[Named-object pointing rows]

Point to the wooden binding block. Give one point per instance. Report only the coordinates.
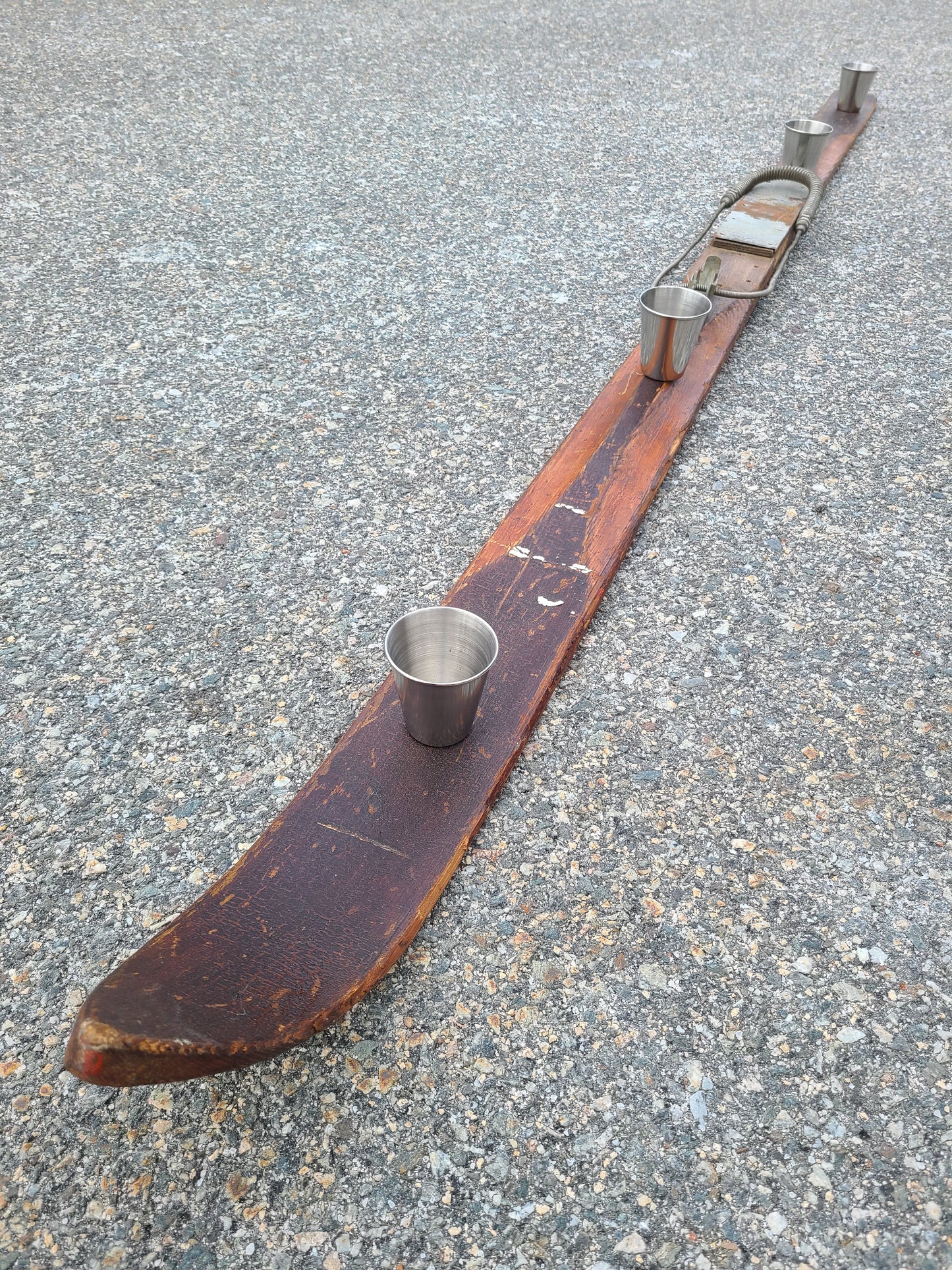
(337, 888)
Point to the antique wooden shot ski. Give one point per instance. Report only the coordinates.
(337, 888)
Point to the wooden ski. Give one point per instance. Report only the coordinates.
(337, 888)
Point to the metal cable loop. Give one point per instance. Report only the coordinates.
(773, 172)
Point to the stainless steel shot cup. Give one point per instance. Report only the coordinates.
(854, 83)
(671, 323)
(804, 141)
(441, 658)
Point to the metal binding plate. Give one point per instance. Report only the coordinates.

* * *

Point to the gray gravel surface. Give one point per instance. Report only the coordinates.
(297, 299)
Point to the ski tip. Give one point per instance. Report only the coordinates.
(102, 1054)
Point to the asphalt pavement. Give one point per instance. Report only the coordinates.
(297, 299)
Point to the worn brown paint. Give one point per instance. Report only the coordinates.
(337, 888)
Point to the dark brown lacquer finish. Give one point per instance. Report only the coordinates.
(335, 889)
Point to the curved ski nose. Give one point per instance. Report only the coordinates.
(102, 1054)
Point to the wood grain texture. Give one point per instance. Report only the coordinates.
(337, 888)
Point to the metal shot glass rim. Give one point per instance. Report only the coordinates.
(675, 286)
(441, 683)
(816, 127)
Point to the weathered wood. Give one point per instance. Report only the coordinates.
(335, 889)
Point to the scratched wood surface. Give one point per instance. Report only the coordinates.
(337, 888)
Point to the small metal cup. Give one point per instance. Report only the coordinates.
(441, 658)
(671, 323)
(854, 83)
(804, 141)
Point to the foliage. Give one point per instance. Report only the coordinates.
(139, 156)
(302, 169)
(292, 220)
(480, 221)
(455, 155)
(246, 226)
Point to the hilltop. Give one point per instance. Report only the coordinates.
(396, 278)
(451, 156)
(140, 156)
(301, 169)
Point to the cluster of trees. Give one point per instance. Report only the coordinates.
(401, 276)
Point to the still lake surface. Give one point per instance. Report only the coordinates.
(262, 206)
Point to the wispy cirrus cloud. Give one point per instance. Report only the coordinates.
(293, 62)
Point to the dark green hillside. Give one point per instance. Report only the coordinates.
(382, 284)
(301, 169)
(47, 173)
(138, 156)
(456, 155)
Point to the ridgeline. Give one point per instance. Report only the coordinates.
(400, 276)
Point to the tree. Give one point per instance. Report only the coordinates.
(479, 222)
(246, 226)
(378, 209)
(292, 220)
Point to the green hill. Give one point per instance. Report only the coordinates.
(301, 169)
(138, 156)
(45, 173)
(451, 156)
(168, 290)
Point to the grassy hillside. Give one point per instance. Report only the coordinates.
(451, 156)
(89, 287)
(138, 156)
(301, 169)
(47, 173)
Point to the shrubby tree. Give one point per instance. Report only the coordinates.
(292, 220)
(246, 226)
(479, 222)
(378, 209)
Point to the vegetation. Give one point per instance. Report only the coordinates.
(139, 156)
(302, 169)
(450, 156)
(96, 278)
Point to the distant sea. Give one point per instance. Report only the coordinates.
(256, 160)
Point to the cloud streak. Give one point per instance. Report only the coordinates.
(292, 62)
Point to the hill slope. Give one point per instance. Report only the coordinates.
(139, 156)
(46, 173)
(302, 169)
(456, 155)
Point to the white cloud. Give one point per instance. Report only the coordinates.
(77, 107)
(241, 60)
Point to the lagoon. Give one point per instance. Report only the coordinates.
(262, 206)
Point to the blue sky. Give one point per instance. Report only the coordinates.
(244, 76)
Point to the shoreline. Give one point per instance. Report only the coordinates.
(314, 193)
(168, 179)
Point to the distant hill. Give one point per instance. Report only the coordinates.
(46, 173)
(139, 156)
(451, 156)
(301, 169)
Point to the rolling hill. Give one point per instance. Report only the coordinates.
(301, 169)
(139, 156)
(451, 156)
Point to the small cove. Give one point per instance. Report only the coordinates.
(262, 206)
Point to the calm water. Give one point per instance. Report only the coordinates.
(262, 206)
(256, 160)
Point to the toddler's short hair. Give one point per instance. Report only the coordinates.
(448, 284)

**Exercise goal:**
Can you reproduce word for word the rows that open with the line containing "Point to the wooden binding" and close with the line containing "Point to the metal binding", including both of those lines but leaving out the picture?

**Answer to this task:**
Point to the wooden binding block. Give one point per instance. Report only the coordinates.
(337, 888)
Point to the antique wooden shot ski. Give one point per instance. Report only the coordinates.
(337, 888)
Point to the wooden ski. Give one point per instance. Report only the coordinates.
(337, 888)
Point to the metal cable loop. Give one point per instance. Report only the coordinates.
(773, 172)
Point to the stainless steel shot cup. Give one point per instance. Report only the coordinates.
(854, 83)
(671, 323)
(804, 141)
(441, 658)
Point to the metal binding plate. Give one point per instance. Report only the coordinates.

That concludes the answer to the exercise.